Exercise description =>
Only the lines from the one holding "TARGET = electrical outlet" to the end of the data should be echoed, exactly as they appear, minus the pictures.

Given records =>
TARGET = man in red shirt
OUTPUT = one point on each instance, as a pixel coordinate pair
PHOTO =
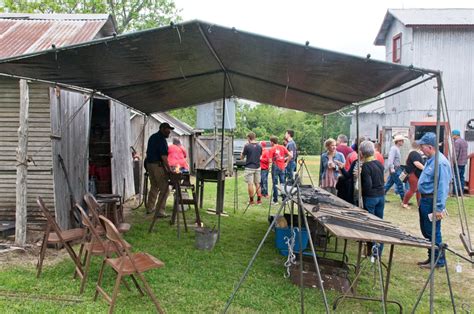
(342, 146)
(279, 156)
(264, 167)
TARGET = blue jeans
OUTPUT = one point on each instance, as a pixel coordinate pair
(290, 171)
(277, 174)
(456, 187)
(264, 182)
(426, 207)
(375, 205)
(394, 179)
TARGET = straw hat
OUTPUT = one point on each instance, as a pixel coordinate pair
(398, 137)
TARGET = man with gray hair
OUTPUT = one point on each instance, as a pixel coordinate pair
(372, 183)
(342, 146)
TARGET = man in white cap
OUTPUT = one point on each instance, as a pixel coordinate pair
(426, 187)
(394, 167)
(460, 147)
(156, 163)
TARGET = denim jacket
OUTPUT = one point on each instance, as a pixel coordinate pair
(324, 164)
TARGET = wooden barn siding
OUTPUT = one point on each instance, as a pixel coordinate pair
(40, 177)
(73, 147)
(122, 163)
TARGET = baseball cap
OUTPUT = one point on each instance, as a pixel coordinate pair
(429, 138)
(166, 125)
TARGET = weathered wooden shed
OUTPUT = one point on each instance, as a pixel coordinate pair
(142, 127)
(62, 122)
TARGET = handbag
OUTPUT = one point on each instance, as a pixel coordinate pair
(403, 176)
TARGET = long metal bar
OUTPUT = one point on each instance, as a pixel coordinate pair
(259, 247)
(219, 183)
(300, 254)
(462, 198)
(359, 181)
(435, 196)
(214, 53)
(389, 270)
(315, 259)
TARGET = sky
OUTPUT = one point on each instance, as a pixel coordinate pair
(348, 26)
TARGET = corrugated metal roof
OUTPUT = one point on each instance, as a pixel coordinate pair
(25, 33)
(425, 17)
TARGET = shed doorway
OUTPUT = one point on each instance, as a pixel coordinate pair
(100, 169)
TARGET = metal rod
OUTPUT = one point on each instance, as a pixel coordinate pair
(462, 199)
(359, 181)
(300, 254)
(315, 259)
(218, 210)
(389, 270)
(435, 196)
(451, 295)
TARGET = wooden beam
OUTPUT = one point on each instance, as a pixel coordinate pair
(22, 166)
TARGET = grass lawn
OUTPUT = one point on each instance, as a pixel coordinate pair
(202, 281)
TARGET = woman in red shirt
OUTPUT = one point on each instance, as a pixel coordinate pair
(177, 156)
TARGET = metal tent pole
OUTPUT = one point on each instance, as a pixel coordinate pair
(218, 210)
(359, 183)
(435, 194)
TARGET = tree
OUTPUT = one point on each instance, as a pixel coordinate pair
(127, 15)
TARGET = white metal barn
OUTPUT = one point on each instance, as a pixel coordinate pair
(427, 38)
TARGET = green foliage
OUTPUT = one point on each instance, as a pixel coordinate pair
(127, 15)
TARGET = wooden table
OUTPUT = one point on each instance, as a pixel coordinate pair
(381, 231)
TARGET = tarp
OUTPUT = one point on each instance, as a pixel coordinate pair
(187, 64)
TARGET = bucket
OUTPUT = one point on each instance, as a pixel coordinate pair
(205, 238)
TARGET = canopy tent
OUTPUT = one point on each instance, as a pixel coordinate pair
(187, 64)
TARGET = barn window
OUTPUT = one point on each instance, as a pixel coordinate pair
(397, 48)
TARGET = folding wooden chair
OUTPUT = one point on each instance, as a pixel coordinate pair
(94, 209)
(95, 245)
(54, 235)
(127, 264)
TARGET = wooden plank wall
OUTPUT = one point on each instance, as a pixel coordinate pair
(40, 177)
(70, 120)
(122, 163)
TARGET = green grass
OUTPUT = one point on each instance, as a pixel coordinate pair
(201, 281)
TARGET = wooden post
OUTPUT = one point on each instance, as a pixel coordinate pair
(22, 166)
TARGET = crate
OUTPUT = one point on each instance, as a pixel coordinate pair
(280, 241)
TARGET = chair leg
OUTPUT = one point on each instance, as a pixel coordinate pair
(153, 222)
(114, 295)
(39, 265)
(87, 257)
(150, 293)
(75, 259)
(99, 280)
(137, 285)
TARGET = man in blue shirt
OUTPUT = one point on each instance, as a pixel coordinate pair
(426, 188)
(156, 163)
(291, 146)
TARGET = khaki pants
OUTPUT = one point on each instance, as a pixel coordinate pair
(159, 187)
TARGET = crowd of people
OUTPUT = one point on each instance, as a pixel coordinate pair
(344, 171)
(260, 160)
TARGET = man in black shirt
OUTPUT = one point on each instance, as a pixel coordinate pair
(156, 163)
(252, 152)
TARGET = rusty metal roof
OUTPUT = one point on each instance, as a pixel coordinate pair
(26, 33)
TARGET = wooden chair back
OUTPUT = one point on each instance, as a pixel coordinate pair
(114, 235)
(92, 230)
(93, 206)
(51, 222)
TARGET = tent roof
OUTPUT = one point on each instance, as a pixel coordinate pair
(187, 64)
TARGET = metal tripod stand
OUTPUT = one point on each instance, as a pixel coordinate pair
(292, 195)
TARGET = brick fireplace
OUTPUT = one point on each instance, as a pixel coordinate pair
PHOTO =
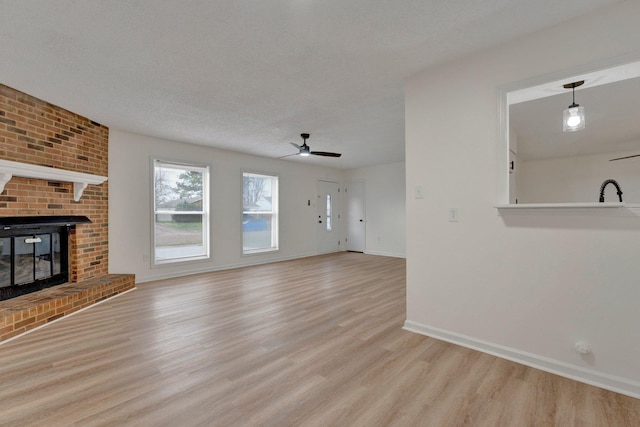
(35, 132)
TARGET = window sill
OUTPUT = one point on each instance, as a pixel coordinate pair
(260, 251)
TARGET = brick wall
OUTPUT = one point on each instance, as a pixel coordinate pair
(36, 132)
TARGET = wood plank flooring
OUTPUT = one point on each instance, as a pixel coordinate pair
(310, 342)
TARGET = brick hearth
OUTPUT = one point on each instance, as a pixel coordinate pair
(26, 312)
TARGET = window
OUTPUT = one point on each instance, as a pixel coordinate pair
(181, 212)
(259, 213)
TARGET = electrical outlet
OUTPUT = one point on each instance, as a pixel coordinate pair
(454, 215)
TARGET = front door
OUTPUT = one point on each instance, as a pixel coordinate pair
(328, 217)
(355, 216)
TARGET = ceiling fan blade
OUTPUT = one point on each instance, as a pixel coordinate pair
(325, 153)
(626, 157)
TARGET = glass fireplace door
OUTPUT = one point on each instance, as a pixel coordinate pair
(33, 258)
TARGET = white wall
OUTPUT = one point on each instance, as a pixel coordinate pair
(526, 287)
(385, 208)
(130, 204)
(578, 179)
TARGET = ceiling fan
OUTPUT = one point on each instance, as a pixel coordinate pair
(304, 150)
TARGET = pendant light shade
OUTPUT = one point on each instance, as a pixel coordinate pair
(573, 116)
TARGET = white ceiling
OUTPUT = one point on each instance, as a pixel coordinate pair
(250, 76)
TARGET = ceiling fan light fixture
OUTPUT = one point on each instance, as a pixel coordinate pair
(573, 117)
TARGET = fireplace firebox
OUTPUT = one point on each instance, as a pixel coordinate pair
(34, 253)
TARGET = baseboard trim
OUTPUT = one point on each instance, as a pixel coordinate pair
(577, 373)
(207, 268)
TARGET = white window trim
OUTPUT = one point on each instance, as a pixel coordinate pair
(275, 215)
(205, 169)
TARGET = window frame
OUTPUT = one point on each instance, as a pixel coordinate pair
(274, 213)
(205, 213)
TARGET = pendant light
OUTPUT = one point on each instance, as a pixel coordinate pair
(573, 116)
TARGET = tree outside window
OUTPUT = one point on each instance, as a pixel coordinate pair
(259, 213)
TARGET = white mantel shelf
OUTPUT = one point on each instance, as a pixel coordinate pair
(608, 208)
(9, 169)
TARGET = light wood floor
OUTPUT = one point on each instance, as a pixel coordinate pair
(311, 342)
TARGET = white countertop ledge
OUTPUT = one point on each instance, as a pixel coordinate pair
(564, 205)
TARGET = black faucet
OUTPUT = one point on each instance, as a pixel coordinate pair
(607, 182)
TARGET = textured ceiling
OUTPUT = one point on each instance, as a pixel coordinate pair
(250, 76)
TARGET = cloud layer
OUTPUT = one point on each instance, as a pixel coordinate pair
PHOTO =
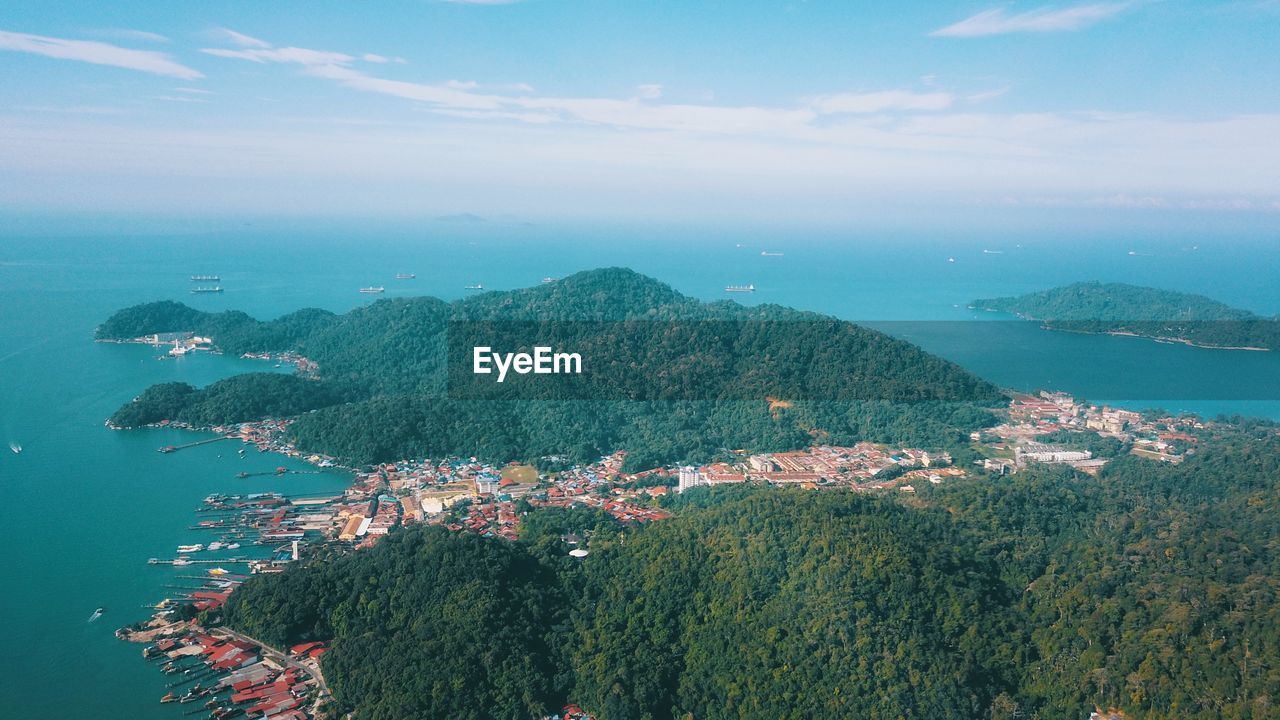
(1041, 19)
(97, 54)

Worked solution =>
TARGET = electrical outlet
OUTPUT = one point on each instance, as a pixel coordinate pair
(454, 215)
TARGET = front door
OUTPUT = one point on each instance, as a pixel coordinate pair
(328, 217)
(355, 216)
TARGET = ceiling fan blade
OUTPUT = one point on each instance, as a pixel coordinate pair
(325, 153)
(626, 157)
TARGET = glass fireplace door
OUTPUT = one point on each instance, as a pixel coordinate pair
(33, 258)
TARGET = white wall
OUTPUT = one point on each instance, as a pixel coordinate pair
(526, 287)
(385, 208)
(130, 204)
(578, 179)
TARGET = ceiling fan
OUTPUT = one point on each instance, as a pixel coordinate pair
(304, 150)
TARGET = pendant light shade
OUTPUT = one point on each instance, as a pixel coordinate pair
(573, 116)
TARGET = white ceiling
OUTPUT = one point on each instance, as a pixel coordinate pair
(250, 76)
TARGET = ceiling fan light fixture
OUTPUT = one point on each instance, as a pixel coordinate pair
(573, 117)
TARGET = fireplace firebox
OUTPUT = one point on each instance, as a pixel coordinate pair
(34, 253)
TARGET = baseboard trim
OUTPUT = one point on each instance, as a pixel coordinate pair
(577, 373)
(207, 268)
TARGET = white window trim
OUTPUT = one point on each instance, as a pixel coordinate pair
(275, 215)
(205, 169)
TARGET = window frame
OUTPUT = one point on each instance, as a pixel coordinate pair
(274, 213)
(205, 213)
TARGET = pendant light
OUTPUT = one point on each instance, as a pixel coordinate pair
(573, 116)
TARGET = tree outside window
OUTPUT = one point on each instance, as a pixel coordinate pair
(259, 213)
TARGET = white mantel shelf
OUTPUT = one point on each instance, as a pixel coordinate pair
(608, 208)
(9, 169)
TARGET = light wood floor
OUTPUT = one point on each instance, as a pixel coordinate pair
(311, 342)
TARGET = white countertop ledge
OUTPUT = one point on each instance, as a pixel coordinate pair
(564, 205)
TARGET = black faucet
OUTPUT = one point on each instance, as a pixel coordinate pair
(607, 182)
TARGET = textured ceiling
OUTPUT = one point on each instance, as a pixel coordinate pair
(250, 76)
TARGET = cloud layer
OUTPUT = one point on each instance, as a pixel coordinate pair
PHOTO =
(1041, 19)
(97, 54)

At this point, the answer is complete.